Mon 18 Dec 2006
Along with getting to sleep later in the mornings, take a shower whenever you want to (it’s always free), and go to bed without worrying that your teenager isn’t home yet, it turns out that there’s another advantage to being an empty nester.
You can get a Christmas tree as late as you want to.
Usually–in our child-populated pre-Christmases–we went out to a huge tree farm with about a million other discerning families and their screaming kids, and spent the day walking around, examining trees for such qualities as branch fullness, needle sharpness, overall tree shapeliness, trunk sturdiness, and–well, of course, size and degree of difficulty to carry to the car.
Factions formed. There was the I Only Want a Douglas Fir Faction (I was the president of that one), and the Can’t We Once Get a Tree That Will Fill The Entire Living Room (led by one of the children, usually), and the Could We Just Pick The Tree and Get Something to Eat Faction (another child). Often there was a standoff–the supporters of two perfectly fine trees going toe to toe, and a parent having to break the tie.
......
§ **EXERCISES**
1. Answer the following about the Christmas tree passage:
(a) What does the passage say is always free?
(b) Which faction was the writer president of?
(c) Where did the family usually go to get a tree in the years before Christmas when the children were at home?
2. Reproduce the part of the Christmas tree passage between "Usually–in our child-populated" and "to the car.", inclusive.

§ **DATA TO EXAMINE**
......
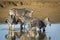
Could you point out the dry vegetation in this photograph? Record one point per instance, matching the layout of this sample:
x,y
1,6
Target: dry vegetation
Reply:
x,y
41,9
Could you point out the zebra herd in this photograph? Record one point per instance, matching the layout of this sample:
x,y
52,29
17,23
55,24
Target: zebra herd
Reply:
x,y
34,24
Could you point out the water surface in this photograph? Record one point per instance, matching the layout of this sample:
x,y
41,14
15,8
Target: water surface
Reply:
x,y
53,32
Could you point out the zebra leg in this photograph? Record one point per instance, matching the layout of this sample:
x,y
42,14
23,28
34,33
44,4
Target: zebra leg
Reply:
x,y
43,29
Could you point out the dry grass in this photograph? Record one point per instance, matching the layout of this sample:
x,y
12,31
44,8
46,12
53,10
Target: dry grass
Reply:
x,y
41,10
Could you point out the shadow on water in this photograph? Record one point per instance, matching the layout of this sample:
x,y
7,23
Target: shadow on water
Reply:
x,y
51,33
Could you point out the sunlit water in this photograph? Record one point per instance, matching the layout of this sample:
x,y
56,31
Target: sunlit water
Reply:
x,y
53,32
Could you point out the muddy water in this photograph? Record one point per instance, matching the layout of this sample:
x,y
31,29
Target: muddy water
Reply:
x,y
52,32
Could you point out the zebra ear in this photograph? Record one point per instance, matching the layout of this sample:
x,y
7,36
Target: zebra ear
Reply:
x,y
47,21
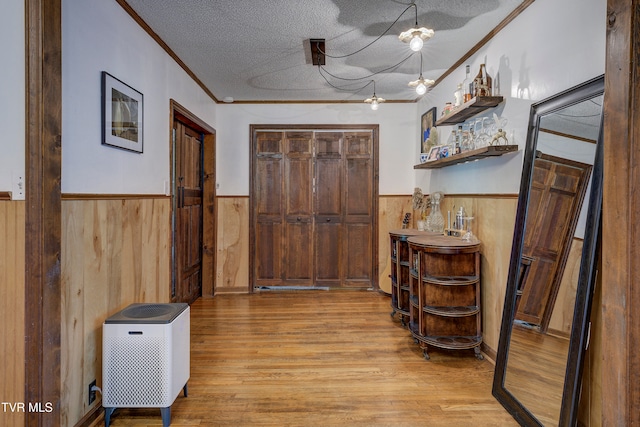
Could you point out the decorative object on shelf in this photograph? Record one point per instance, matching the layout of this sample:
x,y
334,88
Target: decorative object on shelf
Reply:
x,y
434,153
469,236
469,109
406,219
428,134
500,134
481,130
458,96
121,115
444,152
435,220
482,83
467,93
416,36
478,153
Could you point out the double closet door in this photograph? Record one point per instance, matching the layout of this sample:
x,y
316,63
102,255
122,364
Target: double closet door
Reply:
x,y
314,207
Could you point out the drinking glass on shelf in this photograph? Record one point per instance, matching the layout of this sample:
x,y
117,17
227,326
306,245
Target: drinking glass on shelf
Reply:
x,y
469,236
485,124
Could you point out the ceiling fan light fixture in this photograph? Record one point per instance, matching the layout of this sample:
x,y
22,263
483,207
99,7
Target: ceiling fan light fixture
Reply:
x,y
416,37
421,85
374,101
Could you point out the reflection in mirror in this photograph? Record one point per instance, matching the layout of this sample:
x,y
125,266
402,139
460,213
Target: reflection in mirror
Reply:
x,y
538,365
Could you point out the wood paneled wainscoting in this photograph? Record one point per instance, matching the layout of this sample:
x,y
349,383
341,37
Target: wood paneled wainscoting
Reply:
x,y
12,302
115,251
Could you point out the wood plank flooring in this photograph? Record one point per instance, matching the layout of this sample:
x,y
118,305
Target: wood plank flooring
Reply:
x,y
320,358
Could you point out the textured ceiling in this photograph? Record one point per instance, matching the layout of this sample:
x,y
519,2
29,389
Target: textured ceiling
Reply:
x,y
255,50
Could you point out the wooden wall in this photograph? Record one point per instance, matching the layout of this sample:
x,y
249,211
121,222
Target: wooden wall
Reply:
x,y
117,251
495,218
232,246
12,302
391,211
114,252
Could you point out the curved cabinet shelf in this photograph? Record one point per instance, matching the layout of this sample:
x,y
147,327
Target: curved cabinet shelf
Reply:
x,y
445,301
401,271
453,343
451,311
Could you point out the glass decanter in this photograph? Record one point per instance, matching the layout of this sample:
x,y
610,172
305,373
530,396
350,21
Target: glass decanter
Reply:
x,y
469,236
435,221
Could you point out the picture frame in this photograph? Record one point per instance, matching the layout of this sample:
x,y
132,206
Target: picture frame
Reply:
x,y
122,115
427,123
434,153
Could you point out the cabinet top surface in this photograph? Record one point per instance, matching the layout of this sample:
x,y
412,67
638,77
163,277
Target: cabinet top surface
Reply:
x,y
412,232
442,241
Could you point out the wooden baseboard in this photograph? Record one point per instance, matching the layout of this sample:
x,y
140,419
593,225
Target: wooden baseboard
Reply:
x,y
489,353
93,418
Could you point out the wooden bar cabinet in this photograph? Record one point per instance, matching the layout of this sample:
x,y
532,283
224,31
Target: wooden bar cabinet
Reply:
x,y
400,271
444,288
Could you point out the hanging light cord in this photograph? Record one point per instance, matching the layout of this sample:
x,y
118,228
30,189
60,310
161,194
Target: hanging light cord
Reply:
x,y
320,67
377,38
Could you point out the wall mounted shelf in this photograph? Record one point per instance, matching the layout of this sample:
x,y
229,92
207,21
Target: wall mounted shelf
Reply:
x,y
469,109
468,156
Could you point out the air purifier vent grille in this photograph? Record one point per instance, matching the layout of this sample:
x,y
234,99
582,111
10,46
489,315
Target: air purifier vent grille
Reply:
x,y
136,374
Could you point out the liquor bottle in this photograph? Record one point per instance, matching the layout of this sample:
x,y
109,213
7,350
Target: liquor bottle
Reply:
x,y
467,86
482,83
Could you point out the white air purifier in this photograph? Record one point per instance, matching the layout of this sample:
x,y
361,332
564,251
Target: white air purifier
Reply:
x,y
145,358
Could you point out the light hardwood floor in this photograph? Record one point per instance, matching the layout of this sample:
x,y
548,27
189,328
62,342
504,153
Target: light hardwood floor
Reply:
x,y
320,358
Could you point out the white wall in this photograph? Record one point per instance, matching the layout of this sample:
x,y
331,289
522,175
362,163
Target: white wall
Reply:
x,y
98,35
12,95
552,46
398,135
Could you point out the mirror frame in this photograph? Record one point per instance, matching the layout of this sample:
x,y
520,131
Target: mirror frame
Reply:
x,y
581,326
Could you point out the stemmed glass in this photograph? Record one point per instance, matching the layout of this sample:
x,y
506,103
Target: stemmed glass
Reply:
x,y
483,131
469,236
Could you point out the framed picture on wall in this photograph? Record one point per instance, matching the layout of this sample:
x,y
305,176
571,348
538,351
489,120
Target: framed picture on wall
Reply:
x,y
122,108
428,123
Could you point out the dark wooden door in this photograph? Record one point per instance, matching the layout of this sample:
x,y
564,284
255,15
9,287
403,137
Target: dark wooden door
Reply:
x,y
298,209
314,197
188,213
557,192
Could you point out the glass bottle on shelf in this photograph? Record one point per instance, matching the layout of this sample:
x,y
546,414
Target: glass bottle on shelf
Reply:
x,y
435,220
467,87
482,82
458,96
457,145
451,142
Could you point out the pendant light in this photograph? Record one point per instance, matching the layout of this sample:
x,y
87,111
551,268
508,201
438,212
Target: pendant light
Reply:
x,y
421,84
416,36
374,100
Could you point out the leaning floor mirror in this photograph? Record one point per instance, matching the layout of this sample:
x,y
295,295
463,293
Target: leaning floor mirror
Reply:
x,y
545,323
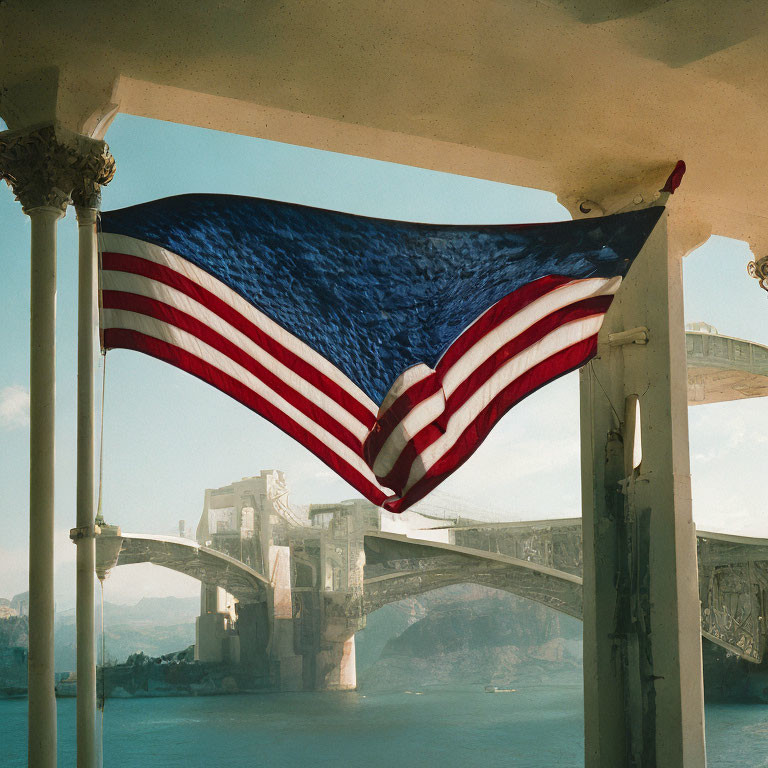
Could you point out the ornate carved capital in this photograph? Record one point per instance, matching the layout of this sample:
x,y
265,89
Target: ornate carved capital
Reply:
x,y
759,270
94,169
48,165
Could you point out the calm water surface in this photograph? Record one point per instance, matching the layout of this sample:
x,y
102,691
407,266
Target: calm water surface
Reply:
x,y
445,727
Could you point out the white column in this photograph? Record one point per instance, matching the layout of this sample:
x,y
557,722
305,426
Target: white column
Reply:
......
§ **ANSWERS BY ITEM**
1.
(a) A shower.
(b) The I Only Want a Douglas Fir Faction.
(c) A huge tree farm.

2.
Usually–in our child-populated pre-Christmases–we went out to a huge tree farm with about a million other discerning families and their screaming kids, and spent the day walking around, examining trees for such qualities as branch fullness, needle sharpness, overall tree shapeliness, trunk sturdiness, and–well, of course, size and degree of difficulty to carry to the car.